■ **Selected excerpt**
(n.) Hatred; dislike; as, his conduct brought him into odium, or, brought odium upon him.
(n.) The quality that provokes hatred; offensiveness.
Example Sentences:
(1) It must therefore be assumed that onesided private financial support carries the odium of "private relief" for the recipients, in which case it would run contrary to the intentions of social legislation.
(2) The reality is that all organisations hate having their inner workings exposed, the more so if it incurs collective odium and risks jobs.
(3) They are therefore suffering both the odium of "higher fees" and the cost of what will be a higher level of subsidy.
(4) Moreover, it would be useful to free the diet from the odium of an annoying and unimportant supplementation to medicamentous diabetes therapy.
(5) Claims on social assistance, however, are not being deduced from preperformances (in a judical sense in regard of pensions) but are being derived from a diffuse claim on a social state incured with the odium of statutory relief for the necessitous.
(6) It’s hard to feel excited or even relieved, though, when her road to victory is so slick with the odium of Donald Trump .

■ **Source data**
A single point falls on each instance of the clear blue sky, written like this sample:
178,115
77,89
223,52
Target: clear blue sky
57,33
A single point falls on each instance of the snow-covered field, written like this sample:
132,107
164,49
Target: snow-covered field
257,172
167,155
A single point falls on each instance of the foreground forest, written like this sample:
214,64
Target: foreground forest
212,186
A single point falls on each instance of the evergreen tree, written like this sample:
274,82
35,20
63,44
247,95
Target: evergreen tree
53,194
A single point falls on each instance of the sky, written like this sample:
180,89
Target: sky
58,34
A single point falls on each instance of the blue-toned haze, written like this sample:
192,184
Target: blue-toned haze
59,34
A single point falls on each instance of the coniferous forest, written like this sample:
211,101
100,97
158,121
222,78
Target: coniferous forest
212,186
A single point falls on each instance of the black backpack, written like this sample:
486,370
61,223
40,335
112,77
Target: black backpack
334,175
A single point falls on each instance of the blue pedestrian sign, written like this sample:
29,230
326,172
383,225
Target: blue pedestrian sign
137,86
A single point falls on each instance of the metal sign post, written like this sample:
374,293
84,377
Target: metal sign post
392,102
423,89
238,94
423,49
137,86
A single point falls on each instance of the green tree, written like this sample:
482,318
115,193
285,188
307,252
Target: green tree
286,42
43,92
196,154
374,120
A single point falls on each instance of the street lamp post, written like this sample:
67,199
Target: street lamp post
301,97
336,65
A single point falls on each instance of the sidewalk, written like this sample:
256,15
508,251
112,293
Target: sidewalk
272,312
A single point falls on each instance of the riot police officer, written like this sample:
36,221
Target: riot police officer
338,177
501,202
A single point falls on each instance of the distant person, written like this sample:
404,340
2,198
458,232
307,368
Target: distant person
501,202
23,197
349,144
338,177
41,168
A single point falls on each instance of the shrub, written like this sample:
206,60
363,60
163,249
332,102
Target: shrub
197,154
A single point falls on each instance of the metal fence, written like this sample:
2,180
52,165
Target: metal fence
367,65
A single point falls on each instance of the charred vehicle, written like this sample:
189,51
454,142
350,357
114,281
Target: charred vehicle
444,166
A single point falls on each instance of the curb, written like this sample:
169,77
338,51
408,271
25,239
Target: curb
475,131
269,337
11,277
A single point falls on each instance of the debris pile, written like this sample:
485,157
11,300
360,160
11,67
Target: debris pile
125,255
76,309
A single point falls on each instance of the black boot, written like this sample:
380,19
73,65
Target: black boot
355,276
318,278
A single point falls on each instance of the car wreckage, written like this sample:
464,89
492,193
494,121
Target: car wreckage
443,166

■ **Your tasks**
1/ Answer these about the dictionary entry for odium:
(a) What second meaning does the entry give for the word?
(b) According to example (2), what do all organisations hate?
(c) In example (6), whose odium is the road to victory slick with?
2/ Pick up the dictionary entry for odium right after its last example sentence and keep it going.

■ **Answers**
1/
(a) The quality that provokes hatred; offensiveness.
(b) Having their inner workings exposed.
(c) Donald Trump's.

2/
(7) It simply does not stack up,” he said, pointing out the government had accepted the “public odium” of promising to abolish the schoolkids bonus before the election “and nevertheless they voted for us.” “The people of Australia will be watching very closely what we as senators do,” he warned.
(8) I had incurred the maximum of political odium for the minimum of political benefit."
(9) 'Community care' will come to deserve the odium now attached to the worst practices of former times if the tradition of asylum practised in the best of the large hospitals is not (with appropriate modification) acknowledged, properly placed in the psychiatric curriculum, and given high priority in service planning.